| Brief |
Copy every entry below word for word, leaving out the pictures.

| Input records |
━━━━━━━━━━━━━━━━━━━━━━━━━━━━━━

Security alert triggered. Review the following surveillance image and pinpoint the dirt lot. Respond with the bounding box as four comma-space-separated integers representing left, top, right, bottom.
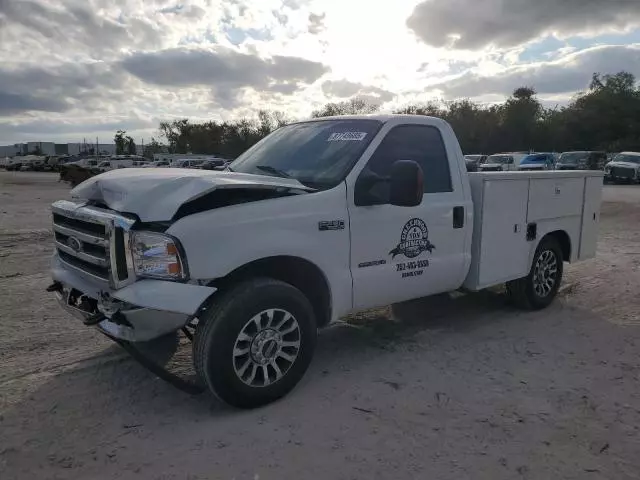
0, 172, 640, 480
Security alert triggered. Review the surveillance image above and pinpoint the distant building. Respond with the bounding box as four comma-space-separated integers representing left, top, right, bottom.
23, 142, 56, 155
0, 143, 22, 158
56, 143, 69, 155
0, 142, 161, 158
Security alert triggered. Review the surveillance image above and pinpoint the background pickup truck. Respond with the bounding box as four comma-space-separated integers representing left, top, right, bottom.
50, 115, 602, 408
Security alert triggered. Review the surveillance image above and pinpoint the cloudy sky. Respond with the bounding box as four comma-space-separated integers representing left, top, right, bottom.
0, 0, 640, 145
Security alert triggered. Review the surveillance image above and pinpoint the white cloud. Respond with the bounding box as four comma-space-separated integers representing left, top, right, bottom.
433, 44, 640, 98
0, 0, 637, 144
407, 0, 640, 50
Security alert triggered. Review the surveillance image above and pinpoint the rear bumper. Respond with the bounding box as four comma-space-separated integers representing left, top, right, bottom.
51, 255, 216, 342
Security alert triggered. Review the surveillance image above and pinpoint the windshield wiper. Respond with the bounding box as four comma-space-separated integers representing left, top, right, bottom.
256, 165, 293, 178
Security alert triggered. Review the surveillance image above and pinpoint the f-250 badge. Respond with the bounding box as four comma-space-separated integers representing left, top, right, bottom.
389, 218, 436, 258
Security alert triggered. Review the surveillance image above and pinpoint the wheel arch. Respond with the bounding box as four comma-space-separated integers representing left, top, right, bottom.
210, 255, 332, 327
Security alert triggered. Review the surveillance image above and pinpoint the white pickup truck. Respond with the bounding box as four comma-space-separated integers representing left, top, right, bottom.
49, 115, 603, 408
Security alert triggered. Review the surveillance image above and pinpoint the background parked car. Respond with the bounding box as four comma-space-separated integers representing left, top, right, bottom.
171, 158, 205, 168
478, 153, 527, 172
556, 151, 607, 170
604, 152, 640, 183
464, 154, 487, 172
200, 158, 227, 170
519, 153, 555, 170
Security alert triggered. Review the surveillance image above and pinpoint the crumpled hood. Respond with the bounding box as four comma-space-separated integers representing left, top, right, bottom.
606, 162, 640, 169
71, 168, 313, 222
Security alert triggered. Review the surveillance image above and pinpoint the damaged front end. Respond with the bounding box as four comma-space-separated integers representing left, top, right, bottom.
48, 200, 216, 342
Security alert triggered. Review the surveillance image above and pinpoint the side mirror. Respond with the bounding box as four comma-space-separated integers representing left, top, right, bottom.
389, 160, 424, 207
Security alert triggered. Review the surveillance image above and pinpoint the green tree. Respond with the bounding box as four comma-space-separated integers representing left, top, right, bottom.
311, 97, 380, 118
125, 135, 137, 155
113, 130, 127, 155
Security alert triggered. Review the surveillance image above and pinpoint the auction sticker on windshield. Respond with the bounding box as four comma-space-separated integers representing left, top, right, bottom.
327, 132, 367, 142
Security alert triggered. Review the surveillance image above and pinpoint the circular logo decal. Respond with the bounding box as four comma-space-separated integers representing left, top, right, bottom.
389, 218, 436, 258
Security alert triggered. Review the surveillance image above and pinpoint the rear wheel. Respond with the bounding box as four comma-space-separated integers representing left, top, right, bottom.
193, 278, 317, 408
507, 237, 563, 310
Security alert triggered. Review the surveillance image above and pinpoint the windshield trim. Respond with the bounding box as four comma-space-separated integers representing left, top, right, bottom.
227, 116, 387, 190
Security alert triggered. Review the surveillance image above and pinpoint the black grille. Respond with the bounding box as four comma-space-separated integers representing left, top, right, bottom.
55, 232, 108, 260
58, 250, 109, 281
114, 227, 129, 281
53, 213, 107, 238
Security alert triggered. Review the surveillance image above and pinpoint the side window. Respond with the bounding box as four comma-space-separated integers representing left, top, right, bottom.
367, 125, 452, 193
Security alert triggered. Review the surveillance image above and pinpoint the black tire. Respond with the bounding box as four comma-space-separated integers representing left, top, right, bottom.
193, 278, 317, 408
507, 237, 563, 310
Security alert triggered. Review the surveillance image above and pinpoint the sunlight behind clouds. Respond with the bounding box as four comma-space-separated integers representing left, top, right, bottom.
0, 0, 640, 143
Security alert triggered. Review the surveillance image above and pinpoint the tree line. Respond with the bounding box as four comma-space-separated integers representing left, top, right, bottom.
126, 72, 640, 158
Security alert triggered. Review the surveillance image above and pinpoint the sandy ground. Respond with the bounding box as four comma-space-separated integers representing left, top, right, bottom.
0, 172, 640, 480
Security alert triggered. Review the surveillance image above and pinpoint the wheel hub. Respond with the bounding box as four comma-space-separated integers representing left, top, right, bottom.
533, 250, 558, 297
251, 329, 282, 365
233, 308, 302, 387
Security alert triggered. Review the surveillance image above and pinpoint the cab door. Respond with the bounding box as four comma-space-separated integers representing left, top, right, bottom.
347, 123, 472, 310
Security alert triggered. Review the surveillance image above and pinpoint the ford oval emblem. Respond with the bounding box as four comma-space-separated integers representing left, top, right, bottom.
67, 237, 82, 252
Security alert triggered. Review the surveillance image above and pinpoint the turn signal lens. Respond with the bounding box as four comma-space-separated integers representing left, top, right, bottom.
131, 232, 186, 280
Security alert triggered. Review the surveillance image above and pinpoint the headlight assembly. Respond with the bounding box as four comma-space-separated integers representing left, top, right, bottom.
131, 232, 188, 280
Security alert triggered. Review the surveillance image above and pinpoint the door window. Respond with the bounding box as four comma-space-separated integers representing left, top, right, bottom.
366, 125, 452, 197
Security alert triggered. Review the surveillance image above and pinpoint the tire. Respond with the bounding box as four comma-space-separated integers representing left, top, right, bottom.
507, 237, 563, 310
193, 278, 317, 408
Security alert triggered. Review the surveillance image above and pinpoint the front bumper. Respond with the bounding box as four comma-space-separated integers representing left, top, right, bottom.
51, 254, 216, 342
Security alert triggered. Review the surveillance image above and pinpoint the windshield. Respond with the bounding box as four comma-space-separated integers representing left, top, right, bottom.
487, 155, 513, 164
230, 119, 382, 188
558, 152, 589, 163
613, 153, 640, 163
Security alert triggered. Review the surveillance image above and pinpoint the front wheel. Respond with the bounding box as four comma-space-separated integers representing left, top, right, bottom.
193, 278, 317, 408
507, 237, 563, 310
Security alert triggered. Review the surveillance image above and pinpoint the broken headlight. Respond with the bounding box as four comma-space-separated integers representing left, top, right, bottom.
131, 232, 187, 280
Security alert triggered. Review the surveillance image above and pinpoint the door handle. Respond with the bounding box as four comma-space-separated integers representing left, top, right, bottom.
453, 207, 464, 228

━━━━━━━━━━━━━━━━━━━━━━━━━━━━━━

| Exercise output |
Security alert triggered. Review the following surveillance image and pinpoint the dirt lot. Respond with the bounding box as four comma-space-separated integers representing left, top, right, bottom.
0, 172, 640, 480
Security alert triggered. Review the surveillance image above and pinpoint the distant building. Respond with the bounding box as four comma-space-separated integers representing left, top, right, bottom.
23, 142, 56, 155
0, 143, 22, 158
56, 143, 69, 155
0, 142, 161, 158
Security alert triggered. Review the surveillance image above and pinpoint the background pickup truck. Respond with the bounding box as four comma-space-separated integers representing left, top, right, bottom.
50, 115, 602, 408
Security alert triggered. Review the surveillance image above and pinpoint the cloudy sky. Respond with the bounding box as four comma-space-separated integers representing left, top, right, bottom.
0, 0, 640, 145
Security alert triggered. Review the surveillance image above and pinpoint the white cloud. Respond with the bounding box as four comma-space-separated integers representing left, top, right, bottom.
433, 44, 640, 98
0, 0, 637, 144
407, 0, 640, 50
Security alert triggered. Review the surveillance image above and pinpoint the rear bumper. Respond with the bounding box as four comma-space-separated integers representing left, top, right, bottom.
51, 255, 216, 342
Security alert triggered. Review the surveillance image above and pinpoint the windshield wiper. Respond with the bounding box as four comma-space-separated integers representing left, top, right, bottom.
256, 165, 293, 178
Security alert triggered. Review the surveillance image above and pinpoint the f-250 badge. Respond with the bounding box as four comma-space-separated integers representing left, top, right, bottom.
389, 218, 436, 258
Security alert triggered. Review the surveillance image above and pinpoint the wheel arch. Respond with the bounding box as four comma-space-separated integers representing left, top, right, bottom.
210, 255, 332, 327
Security alert triggered. Review the surveillance image above and pinpoint the white pickup truck. Respond with the bounding box as four comma-space-separated integers representing left, top, right, bottom.
49, 115, 603, 408
Security alert triggered. Review the surveillance image above and pinpoint the background parked car. Respond with the bounding box as four comma-space-separated integers representing left, top, right, bottom.
171, 158, 205, 168
478, 153, 527, 172
556, 151, 607, 170
604, 152, 640, 183
464, 154, 487, 172
200, 158, 227, 170
519, 153, 555, 170
Security alert triggered. Review the surveillance image above and pinpoint the crumpled hood. Respond with the bounding box as four comma-space-separated integers representing left, top, right, bottom.
606, 162, 640, 169
71, 168, 313, 222
Security alert triggered. Review the surveillance image above and pinpoint the damaged front end. Respond with the bounding box as four comma-space-separated integers representing left, top, right, bottom.
48, 200, 216, 342
Security alert triggered. Review the surveillance image above and pinpoint the side mirror. Respond with the bounding box as four comma-space-separated integers representing left, top, right, bottom.
389, 160, 424, 207
Security alert triggered. Review the surveillance image above and pinpoint the green tree. Respond with the bounding box as four comma-space-separated integers representing left, top, right, bottom.
311, 97, 380, 118
125, 135, 137, 155
113, 130, 127, 155
Security alert triggered. Review the surveillance image above and pinpoint the auction sticker on windshield. Respond with the bounding box as four comma-space-separated integers representing left, top, right, bottom.
327, 132, 367, 142
Security alert triggered. Review the surveillance image above and pinpoint the circular logo decal. Respond with the bounding box as four comma-space-separated integers representing left, top, right, bottom.
389, 218, 436, 258
Security alert triggered. Review the surveillance image above and pinpoint the rear wheel. Respond with the bounding box as four comma-space-separated integers representing left, top, right, bottom.
193, 278, 317, 408
507, 237, 563, 310
Security alert triggered. Review the surveillance image above and pinpoint the windshield trim. Respond with the bounding box as four comma-space-separated integers representing left, top, right, bottom.
227, 116, 387, 190
Security alert triggered. Review the surveillance image above and pinpoint the black grille. Respond with the bounding box as four comma-space-separated integers representing left, top, right, bottom.
55, 232, 108, 260
58, 250, 109, 281
114, 227, 129, 281
53, 213, 107, 238
Security alert triggered. Review the surveillance image above and pinpoint the side window. Respond with the bounding box as four comma-space-separated integers representing left, top, right, bottom.
367, 125, 452, 193
Security alert triggered. Review the surveillance image above and pinpoint the black tire. Respond with the bounding box as four comma-space-separated integers representing left, top, right, bottom.
193, 278, 317, 408
507, 237, 563, 310
Security alert triggered. Review the surveillance image above and pinpoint the sunlight behind clouds. Respond with the bounding box as four comma-space-separated integers representing left, top, right, bottom.
0, 0, 640, 143
Security alert triggered. Review the surveillance image above and pinpoint the tree line. Respond with the bounding box as four comma-space-separated integers representing left, top, right, bottom.
126, 72, 640, 158
Security alert triggered. Review the surveillance image above and pinpoint the sandy ground. Respond with the bounding box as four comma-space-separated integers representing left, top, right, bottom.
0, 172, 640, 480
Security alert triggered. Review the surveillance image above and pinpoint the wheel hub. Respond with the bounding box as four comma-space-separated integers representing left, top, right, bottom.
533, 250, 558, 297
251, 329, 282, 365
233, 308, 302, 387
Security alert triggered. Review the surveillance image above and pinpoint the cab door. Respond with the bounding box as four comma-space-separated integers representing left, top, right, bottom.
347, 123, 472, 310
Security alert triggered. Review the surveillance image above and pinpoint the ford oval emblem. Respond with the bounding box as four comma-space-separated integers representing left, top, right, bottom.
67, 237, 82, 252
Security alert triggered. Review the surveillance image above and pinpoint the turn signal lens. Respond with the bounding box as four comma-space-separated integers representing left, top, right, bottom.
131, 232, 186, 280
Security alert triggered. Review the surveillance image above and pinpoint the headlight assembly. Respond with the bounding box as four comma-space-separated integers representing left, top, right, bottom.
131, 232, 188, 280
Security alert triggered. Review the surveillance image above and pinpoint the door window. Respond with the bounding box as four comma-space-separated integers representing left, top, right, bottom.
366, 125, 452, 197
Security alert triggered. Review the surveillance image above and pinpoint the tire. Respond with the bounding box as four comma-space-separated integers representing left, top, right, bottom.
507, 237, 563, 310
193, 278, 317, 408
Security alert triggered. Review the surveillance image above and pinpoint the front bumper. Respond with the bounding box as four comma-space-separated integers representing left, top, right, bottom.
51, 254, 216, 342
Security alert triggered. Review the surveillance image above and pinpoint the windshield. Respond with the bounding box as four comma-space-separated integers representing left, top, right, bottom.
487, 155, 513, 164
230, 119, 382, 188
558, 152, 589, 163
613, 153, 640, 163
Security alert triggered. Review the surveillance image above and pinpoint the front wheel. Respond with the bounding box as four comma-space-separated integers representing left, top, right, bottom.
193, 278, 317, 408
507, 237, 563, 310
Security alert triggered. Review the surveillance image above and pinpoint the broken headlight. Respond with the bounding box as four comma-space-separated integers representing left, top, right, bottom.
131, 232, 187, 280
Security alert triggered. Review the surveillance image above and pinpoint the door handle. Respond with the bounding box as four comma-space-separated integers representing left, top, right, bottom.
453, 207, 464, 228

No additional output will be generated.